■ **Problem to solve**: Copy out the Hollywood Walk of Fame piece below word for word, in full.

■ **Excerpt to read**:
:::::

Seeing a celebrity is a rush. Sometimes it results in a squeal, a quick dance, a dash for paper and a pen. Often whispers fill the air, murmurs of “Is it really?”…“No way”…”It is.” I remember as a young little leaguer I got to meet Nolan Ryan, one of the best pitchers of my day, and when I approached him, my voice disappeared. I just stared with a napkin and pen in my hand until my mother chimed in to ask for an autograph. Hell, I’ve even heard of celebrities being star-struck. Fame does funny things to us, both the famous and the layperson.
So, standing on Hollywood Boulevard feels electric because this is where the stars are, in more ways than one. Dating back to the 1950s, the top achievers in the entertainment industry have been honored by receiving stars on the Hollywood Walk of Fame, which now stretches nearly twenty blocks and has about 2500 stars to peruse. And, I can attest, it’s just about as fun to find the stars of those stars you love as it is to see them in person—the benefit being the versions on the Hollywood Walk of Fame will pose as long as you like, as well as willingly let you touch and praise and gush over them.
In Your Bucket Because…
- Umm…Who doesn’t watch movies and TV and/or listen to radio? It’s a small, maybe meaningless, but magical experience finding your favorite stars on the Hollywood Walk. This stretch of street is iconic!
- There is always the off-chance, the faint and exciting hope, of bumping into someone famous, and that’s something fun to get caught up in for a couple of hours.

:::::

■ **Provided information**:
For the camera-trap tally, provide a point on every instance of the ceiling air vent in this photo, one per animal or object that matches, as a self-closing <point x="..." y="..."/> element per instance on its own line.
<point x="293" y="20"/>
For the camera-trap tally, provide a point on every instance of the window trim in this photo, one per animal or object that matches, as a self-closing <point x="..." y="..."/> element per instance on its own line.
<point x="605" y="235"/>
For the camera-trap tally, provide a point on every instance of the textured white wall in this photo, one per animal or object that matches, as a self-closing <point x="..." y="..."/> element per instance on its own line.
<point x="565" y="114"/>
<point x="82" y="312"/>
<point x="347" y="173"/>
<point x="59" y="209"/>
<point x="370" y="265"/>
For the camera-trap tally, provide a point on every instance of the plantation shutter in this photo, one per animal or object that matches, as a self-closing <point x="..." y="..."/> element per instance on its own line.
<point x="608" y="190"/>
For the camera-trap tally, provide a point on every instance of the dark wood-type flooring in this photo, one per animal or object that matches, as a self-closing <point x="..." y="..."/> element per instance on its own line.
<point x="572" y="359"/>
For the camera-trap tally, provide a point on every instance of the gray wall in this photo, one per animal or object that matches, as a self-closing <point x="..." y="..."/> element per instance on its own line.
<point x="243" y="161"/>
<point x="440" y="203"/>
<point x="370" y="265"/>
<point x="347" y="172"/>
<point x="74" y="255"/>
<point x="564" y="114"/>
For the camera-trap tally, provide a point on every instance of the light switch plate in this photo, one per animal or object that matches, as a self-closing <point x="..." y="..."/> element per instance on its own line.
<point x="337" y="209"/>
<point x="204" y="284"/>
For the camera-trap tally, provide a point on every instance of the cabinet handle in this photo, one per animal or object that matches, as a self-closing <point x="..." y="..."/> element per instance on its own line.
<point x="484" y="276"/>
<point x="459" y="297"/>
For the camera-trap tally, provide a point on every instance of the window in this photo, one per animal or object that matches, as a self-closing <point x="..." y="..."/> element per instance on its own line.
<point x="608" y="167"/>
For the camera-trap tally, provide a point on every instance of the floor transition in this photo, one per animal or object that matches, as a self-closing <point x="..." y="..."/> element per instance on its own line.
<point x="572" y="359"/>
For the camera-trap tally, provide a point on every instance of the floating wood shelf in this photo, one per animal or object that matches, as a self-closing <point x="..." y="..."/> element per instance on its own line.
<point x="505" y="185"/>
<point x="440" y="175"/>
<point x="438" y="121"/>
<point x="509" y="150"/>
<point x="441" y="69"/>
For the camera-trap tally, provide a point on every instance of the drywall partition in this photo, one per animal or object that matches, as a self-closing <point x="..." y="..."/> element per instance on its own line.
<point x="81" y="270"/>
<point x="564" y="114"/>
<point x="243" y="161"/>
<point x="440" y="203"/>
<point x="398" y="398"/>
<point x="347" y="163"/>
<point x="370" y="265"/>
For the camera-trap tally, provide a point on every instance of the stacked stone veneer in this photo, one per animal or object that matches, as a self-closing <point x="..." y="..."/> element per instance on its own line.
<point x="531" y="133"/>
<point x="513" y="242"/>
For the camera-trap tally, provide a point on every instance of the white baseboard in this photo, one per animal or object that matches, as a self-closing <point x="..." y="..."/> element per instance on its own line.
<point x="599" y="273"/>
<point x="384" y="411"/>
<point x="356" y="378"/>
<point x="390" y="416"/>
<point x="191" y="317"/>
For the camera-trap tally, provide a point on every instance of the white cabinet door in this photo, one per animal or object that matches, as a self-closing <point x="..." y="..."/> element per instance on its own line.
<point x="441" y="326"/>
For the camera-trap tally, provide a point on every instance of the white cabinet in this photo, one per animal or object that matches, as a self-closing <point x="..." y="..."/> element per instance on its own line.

:::::

■ **Expected output**:
Seeing a celebrity is a rush. Sometimes it results in a squeal, a quick dance, a dash for paper and a pen. Often whispers fill the air, murmurs of “Is it really?”…“No way”…”It is.” I remember as a young little leaguer I got to meet Nolan Ryan, one of the best pitchers of my day, and when I approached him, my voice disappeared. I just stared with a napkin and pen in my hand until my mother chimed in to ask for an autograph. Hell, I’ve even heard of celebrities being star-struck. Fame does funny things to us, both the famous and the layperson.
So, standing on Hollywood Boulevard feels electric because this is where the stars are, in more ways than one. Dating back to the 1950s, the top achievers in the entertainment industry have been honored by receiving stars on the Hollywood Walk of Fame, which now stretches nearly twenty blocks and has about 2500 stars to peruse. And, I can attest, it’s just about as fun to find the stars of those stars you love as it is to see them in person—the benefit being the versions on the Hollywood Walk of Fame will pose as long as you like, as well as willingly let you touch and praise and gush over them.
In Your Bucket Because…
- Umm…Who doesn’t watch movies and TV and/or listen to radio? It’s a small, maybe meaningless, but magical experience finding your favorite stars on the Hollywood Walk. This stretch of street is iconic!
- There is always the off-chance, the faint and exciting hope, of bumping into someone famous, and that’s something fun to get caught up in for a couple of hours.